START EXTRACT PROVIDED
Hi Luxonis Team,

I am seeking assistance with a challenge I am facing in detecting cans as they pass through a conveyor belt. The conveyor processes approximately 3-4 cans per second, and I am using a YOLOv8n model trained on 640x640 images to detect these cans.

The model performs accurately when tested locally on static images. However, when integrated into the Oak camera pipeline, I encounter issues with detection accuracy. The model frequently misses detections and fails to fully capture the cans in the video stream.

I have attached a video demonstrating the problem and included the pipeline definition for reference. I would greatly appreciate any insights or suggestions to improve the performance of the model for this high-speed detection use case.

pipeline = dai.Pipeline()
nn = pipeline.create(dai.node.YoloDetectionNetwork)
nnOut = pipeline.create(dai.node.XLinkOut) nnOut.setStreamName("nn")

camRgb = pipeline.create(dai.node.ColorCamera)
camRgb.setBoardSocket(dai.CameraBoardSocket.CAM_A)
END EXTRACT PROVIDED
START INFORMATION SUPPLIED
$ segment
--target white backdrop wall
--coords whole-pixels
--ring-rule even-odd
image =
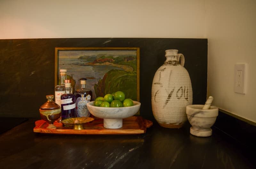
[[[2,0],[0,38],[203,38],[204,0]]]
[[[2,0],[0,39],[208,39],[213,104],[256,122],[253,0]],[[248,63],[245,95],[233,90],[235,64]]]
[[[256,1],[207,0],[207,95],[212,104],[256,122]],[[247,64],[245,94],[234,92],[235,65]]]

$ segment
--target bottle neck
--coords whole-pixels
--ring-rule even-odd
[[[84,89],[86,87],[86,81],[81,80],[80,84],[81,84],[81,88]]]
[[[166,57],[166,62],[172,61],[180,61],[180,56],[179,55],[165,55]]]
[[[60,85],[64,86],[65,85],[65,80],[67,80],[67,73],[60,72]]]
[[[81,88],[84,88],[86,87],[86,84],[81,84]]]
[[[65,93],[70,94],[71,93],[71,87],[65,87]]]

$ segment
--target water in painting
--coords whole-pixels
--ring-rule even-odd
[[[80,87],[79,79],[86,78],[94,99],[124,90],[136,100],[137,61],[136,50],[60,50],[58,70],[67,70],[76,89]]]

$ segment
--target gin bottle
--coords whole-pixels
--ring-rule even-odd
[[[65,80],[67,80],[67,70],[60,69],[60,85],[55,87],[55,102],[60,106],[60,96],[65,93]]]
[[[89,117],[90,113],[87,108],[86,104],[92,100],[92,92],[86,88],[85,78],[80,79],[80,88],[76,91],[76,113],[77,117]]]
[[[60,96],[61,120],[75,117],[76,97],[71,93],[71,84],[69,80],[65,80],[65,93]]]

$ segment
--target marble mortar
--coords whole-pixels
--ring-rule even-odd
[[[87,107],[93,115],[103,119],[104,127],[119,129],[123,126],[123,119],[131,117],[140,109],[140,103],[133,101],[133,106],[122,107],[103,107],[95,106],[94,101],[87,103]]]
[[[211,127],[215,122],[219,114],[219,108],[211,106],[209,109],[203,110],[203,105],[190,105],[186,107],[186,113],[192,127],[190,133],[200,137],[210,136],[212,134]]]

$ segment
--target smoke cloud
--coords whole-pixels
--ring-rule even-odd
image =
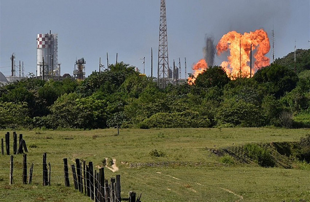
[[[203,48],[205,60],[207,64],[213,67],[214,65],[214,57],[216,51],[214,39],[213,37],[206,35],[205,40],[206,46]]]

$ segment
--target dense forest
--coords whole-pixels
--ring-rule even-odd
[[[252,78],[215,66],[164,89],[123,62],[84,81],[28,78],[0,87],[0,128],[310,127],[310,50],[297,54]]]

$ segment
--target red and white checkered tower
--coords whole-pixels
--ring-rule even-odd
[[[58,63],[58,35],[51,34],[50,31],[49,33],[37,35],[37,76],[42,76],[43,67],[44,78],[60,75],[60,64]]]

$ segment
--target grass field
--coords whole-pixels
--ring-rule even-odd
[[[122,197],[142,193],[143,201],[290,201],[310,200],[310,171],[265,168],[255,165],[227,165],[207,148],[248,142],[298,141],[308,129],[268,128],[116,129],[30,131],[23,133],[28,147],[28,167],[34,163],[33,183],[22,183],[22,155],[14,156],[14,181],[9,185],[10,157],[0,156],[0,201],[89,201],[64,185],[63,159],[75,158],[101,166],[115,159]],[[0,131],[4,138],[6,131]],[[12,131],[11,132],[12,133]],[[11,135],[11,153],[13,140]],[[157,149],[162,157],[150,155]],[[42,156],[51,164],[51,186],[42,186]],[[70,182],[72,176],[70,170]]]

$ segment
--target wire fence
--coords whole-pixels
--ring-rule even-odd
[[[2,164],[3,166],[7,167],[0,167],[0,179],[3,180],[4,177],[6,179],[9,177],[10,183],[14,184],[19,183],[19,179],[22,179],[23,183],[27,184],[32,183],[30,179],[35,179],[37,183],[41,179],[43,181],[43,186],[50,185],[51,181],[54,181],[57,184],[61,181],[62,183],[65,182],[65,186],[70,186],[69,176],[72,175],[73,179],[72,182],[74,183],[75,189],[79,190],[81,193],[87,195],[90,199],[95,202],[121,202],[121,200],[140,201],[141,195],[136,199],[134,192],[130,191],[128,198],[121,198],[120,175],[117,175],[116,178],[111,178],[110,183],[109,184],[108,180],[104,178],[104,168],[99,168],[99,171],[97,172],[95,169],[93,169],[91,162],[87,165],[85,161],[79,163],[80,161],[77,159],[76,163],[71,165],[72,171],[69,171],[67,159],[64,159],[64,164],[47,164],[46,162],[44,163],[44,160],[42,163],[27,163],[25,156],[27,156],[26,154],[24,154],[23,157],[23,160],[26,161],[14,161],[12,157],[13,156],[11,156],[9,162]],[[83,169],[82,162],[84,166]],[[47,165],[48,169],[45,171],[44,168],[47,167]],[[28,170],[29,168],[30,168],[30,170]],[[60,171],[60,169],[64,170]],[[48,182],[45,184],[44,179],[46,178],[48,178]],[[68,181],[68,184],[66,180]]]

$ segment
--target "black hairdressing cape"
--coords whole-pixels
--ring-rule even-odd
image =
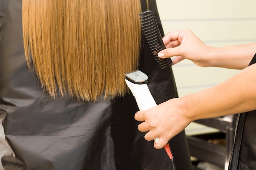
[[[154,11],[162,33],[155,2],[148,1],[143,10]],[[94,103],[47,96],[27,66],[21,7],[21,0],[0,0],[0,169],[172,169],[164,150],[138,130],[131,94]],[[142,43],[140,69],[157,103],[177,97],[171,68],[159,69]],[[170,144],[176,169],[191,169],[184,132]]]
[[[256,54],[249,66],[255,63]],[[238,114],[236,130],[229,170],[256,170],[256,110]]]

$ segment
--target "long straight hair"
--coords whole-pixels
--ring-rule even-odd
[[[138,66],[140,0],[22,0],[25,52],[51,97],[123,96]]]

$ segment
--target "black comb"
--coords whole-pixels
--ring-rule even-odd
[[[166,48],[159,32],[154,13],[148,10],[139,15],[141,16],[140,18],[142,31],[158,65],[161,69],[171,66],[173,62],[170,58],[161,59],[157,55],[158,52]]]

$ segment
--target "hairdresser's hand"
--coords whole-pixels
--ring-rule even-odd
[[[183,113],[179,100],[171,99],[149,109],[139,111],[135,115],[135,119],[144,121],[138,128],[141,132],[148,132],[145,135],[146,140],[159,137],[157,144],[154,143],[157,149],[164,146],[192,121],[186,113]]]
[[[186,58],[198,66],[208,66],[207,54],[212,47],[207,46],[187,29],[168,33],[163,38],[165,49],[158,53],[160,58],[172,59],[173,65]]]

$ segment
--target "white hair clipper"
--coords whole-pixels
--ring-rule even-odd
[[[148,77],[146,74],[139,70],[136,70],[124,75],[126,84],[133,95],[140,110],[147,110],[157,106],[148,87]],[[156,137],[154,140],[157,144],[159,138]],[[172,161],[173,155],[169,144],[167,144],[164,148]]]
[[[148,87],[148,76],[139,70],[124,74],[125,81],[132,93],[140,110],[147,110],[157,106]],[[159,138],[155,139],[157,144]]]
[[[157,106],[147,84],[148,76],[139,70],[124,74],[125,81],[132,92],[140,110],[145,110]],[[158,142],[159,138],[154,139],[156,144]],[[169,144],[164,146],[164,149],[171,160],[173,155],[171,152]]]

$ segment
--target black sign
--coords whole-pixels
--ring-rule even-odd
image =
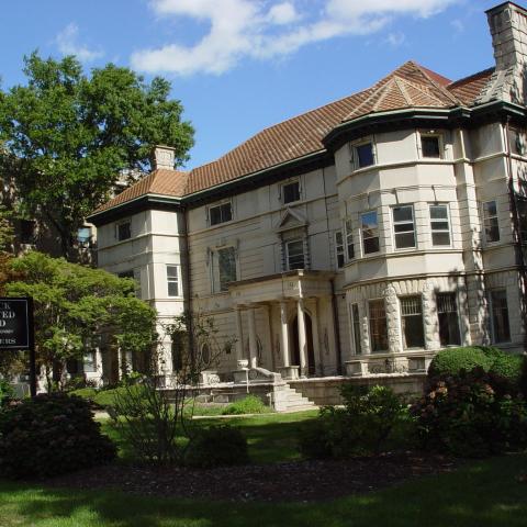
END INFORMATION SUPPLIED
* [WHAT IS NEEDED]: Please state how many cans per second the conveyor processes, according to the forum post. These records come from a separate source.

* [COMPLETED EXERCISE]: Approximately 3-4 cans per second.